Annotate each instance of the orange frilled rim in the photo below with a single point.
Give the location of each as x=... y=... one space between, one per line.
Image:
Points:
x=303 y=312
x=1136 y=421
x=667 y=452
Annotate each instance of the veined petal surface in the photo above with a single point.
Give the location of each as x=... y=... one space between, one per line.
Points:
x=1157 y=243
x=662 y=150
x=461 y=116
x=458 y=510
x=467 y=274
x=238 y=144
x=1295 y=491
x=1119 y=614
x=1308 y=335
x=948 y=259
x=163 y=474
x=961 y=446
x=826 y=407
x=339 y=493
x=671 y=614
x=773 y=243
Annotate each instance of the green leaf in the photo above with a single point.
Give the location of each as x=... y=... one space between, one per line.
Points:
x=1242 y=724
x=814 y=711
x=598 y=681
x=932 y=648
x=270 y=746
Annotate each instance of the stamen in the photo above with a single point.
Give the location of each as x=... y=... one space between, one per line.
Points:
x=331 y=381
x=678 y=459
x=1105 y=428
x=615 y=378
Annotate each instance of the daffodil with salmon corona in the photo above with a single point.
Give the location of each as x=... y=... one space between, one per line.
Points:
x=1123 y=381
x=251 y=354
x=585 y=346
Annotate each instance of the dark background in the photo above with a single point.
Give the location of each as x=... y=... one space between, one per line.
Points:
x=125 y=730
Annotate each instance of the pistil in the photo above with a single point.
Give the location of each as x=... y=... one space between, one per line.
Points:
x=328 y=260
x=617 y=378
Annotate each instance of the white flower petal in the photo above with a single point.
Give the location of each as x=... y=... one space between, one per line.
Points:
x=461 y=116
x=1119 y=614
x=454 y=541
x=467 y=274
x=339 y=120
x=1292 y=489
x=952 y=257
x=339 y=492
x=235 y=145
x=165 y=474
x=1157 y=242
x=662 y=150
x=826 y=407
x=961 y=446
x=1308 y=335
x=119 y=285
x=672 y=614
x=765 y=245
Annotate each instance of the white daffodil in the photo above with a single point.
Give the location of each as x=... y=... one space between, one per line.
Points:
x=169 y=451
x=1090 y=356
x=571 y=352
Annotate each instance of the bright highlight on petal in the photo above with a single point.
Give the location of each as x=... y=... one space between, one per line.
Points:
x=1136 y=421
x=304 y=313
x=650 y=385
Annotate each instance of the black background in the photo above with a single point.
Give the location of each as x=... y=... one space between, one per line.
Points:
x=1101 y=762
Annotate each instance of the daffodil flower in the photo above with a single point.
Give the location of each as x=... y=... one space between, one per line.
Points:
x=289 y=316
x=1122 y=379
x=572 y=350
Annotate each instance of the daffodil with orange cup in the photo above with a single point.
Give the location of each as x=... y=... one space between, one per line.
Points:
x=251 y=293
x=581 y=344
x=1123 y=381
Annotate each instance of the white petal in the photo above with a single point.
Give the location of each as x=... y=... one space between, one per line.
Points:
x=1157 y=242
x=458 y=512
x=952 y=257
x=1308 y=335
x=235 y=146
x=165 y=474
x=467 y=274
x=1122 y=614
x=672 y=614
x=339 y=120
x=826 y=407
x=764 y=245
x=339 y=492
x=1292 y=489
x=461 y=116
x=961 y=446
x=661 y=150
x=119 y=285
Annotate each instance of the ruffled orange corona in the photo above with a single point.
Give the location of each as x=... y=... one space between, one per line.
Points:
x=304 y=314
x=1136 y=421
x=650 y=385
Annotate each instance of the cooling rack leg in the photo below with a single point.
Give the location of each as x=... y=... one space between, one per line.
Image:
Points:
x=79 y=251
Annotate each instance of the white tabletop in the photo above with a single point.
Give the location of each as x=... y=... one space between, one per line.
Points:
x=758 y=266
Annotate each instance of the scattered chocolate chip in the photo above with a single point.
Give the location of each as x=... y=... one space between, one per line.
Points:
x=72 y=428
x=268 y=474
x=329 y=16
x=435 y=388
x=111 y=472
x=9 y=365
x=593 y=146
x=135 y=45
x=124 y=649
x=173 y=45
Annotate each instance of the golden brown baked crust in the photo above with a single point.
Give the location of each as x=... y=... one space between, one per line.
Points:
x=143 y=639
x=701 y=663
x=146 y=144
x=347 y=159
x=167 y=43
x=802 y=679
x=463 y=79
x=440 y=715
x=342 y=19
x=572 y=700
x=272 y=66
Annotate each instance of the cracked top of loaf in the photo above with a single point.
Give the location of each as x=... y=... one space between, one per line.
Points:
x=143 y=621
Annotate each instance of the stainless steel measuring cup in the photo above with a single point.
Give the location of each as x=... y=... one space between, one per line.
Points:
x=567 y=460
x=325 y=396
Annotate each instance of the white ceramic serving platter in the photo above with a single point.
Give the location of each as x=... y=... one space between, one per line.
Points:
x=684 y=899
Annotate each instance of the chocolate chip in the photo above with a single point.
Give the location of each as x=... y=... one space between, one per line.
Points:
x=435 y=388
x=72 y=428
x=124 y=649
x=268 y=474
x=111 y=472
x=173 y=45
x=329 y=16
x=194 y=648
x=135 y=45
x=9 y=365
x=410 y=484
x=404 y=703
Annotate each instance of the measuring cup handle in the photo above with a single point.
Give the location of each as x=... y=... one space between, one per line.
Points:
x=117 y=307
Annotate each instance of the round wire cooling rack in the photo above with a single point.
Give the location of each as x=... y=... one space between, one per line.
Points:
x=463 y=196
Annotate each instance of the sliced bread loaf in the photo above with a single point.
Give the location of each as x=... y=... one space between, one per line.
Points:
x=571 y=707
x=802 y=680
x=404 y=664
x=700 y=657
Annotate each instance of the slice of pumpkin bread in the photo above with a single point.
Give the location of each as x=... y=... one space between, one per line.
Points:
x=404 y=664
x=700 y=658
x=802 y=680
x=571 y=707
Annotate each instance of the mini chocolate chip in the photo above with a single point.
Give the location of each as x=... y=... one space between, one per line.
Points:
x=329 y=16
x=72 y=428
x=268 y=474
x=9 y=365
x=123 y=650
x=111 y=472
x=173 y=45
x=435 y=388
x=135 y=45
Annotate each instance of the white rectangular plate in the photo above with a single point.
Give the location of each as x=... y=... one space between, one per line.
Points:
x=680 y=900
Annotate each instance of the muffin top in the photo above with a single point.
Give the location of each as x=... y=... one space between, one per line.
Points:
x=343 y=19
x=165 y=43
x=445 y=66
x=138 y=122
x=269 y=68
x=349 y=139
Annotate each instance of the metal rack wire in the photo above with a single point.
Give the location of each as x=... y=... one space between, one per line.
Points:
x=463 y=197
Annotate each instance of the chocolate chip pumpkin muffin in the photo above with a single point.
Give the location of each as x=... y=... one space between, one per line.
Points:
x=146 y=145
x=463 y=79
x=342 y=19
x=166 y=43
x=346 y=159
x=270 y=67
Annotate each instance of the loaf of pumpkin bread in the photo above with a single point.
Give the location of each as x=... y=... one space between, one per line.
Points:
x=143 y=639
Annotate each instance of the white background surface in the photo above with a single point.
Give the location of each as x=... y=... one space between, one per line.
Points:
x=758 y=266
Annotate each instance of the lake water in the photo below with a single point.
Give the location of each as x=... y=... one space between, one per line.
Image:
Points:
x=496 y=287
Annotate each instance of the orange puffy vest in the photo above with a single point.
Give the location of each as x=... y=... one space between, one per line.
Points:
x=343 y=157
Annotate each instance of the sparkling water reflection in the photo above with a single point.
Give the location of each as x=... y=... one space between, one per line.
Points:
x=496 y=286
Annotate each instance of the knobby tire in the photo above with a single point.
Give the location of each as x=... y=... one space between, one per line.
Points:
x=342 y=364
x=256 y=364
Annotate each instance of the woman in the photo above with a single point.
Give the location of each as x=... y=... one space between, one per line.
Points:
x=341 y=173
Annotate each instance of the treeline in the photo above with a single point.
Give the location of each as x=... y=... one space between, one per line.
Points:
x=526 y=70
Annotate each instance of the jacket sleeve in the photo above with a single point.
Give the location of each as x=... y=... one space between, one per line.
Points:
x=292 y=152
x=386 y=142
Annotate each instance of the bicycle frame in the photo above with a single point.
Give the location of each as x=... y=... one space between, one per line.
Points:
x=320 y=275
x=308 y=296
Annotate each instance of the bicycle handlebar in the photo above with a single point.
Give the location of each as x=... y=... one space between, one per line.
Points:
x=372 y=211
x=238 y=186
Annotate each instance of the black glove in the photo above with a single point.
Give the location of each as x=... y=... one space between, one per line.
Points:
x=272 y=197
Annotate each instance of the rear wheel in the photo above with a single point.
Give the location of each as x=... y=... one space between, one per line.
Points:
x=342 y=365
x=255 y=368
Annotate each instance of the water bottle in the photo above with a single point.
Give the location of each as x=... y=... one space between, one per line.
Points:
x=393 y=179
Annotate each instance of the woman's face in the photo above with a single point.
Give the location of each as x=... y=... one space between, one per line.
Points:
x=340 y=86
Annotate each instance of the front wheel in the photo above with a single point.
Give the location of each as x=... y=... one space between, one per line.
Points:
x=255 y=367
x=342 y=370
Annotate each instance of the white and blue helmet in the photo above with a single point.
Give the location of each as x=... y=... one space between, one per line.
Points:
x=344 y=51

——————————

Reproduce every line from the start of the entries up to and including the line with "x=667 y=452", requests included, and shift each coordinate in the answers by adding -77 to both its x and y values.

Annotate each instance of the orange frilled rim in the photo below with a single point.
Give the location of each as x=... y=... one space between, one per line.
Image:
Points:
x=226 y=235
x=1059 y=344
x=590 y=375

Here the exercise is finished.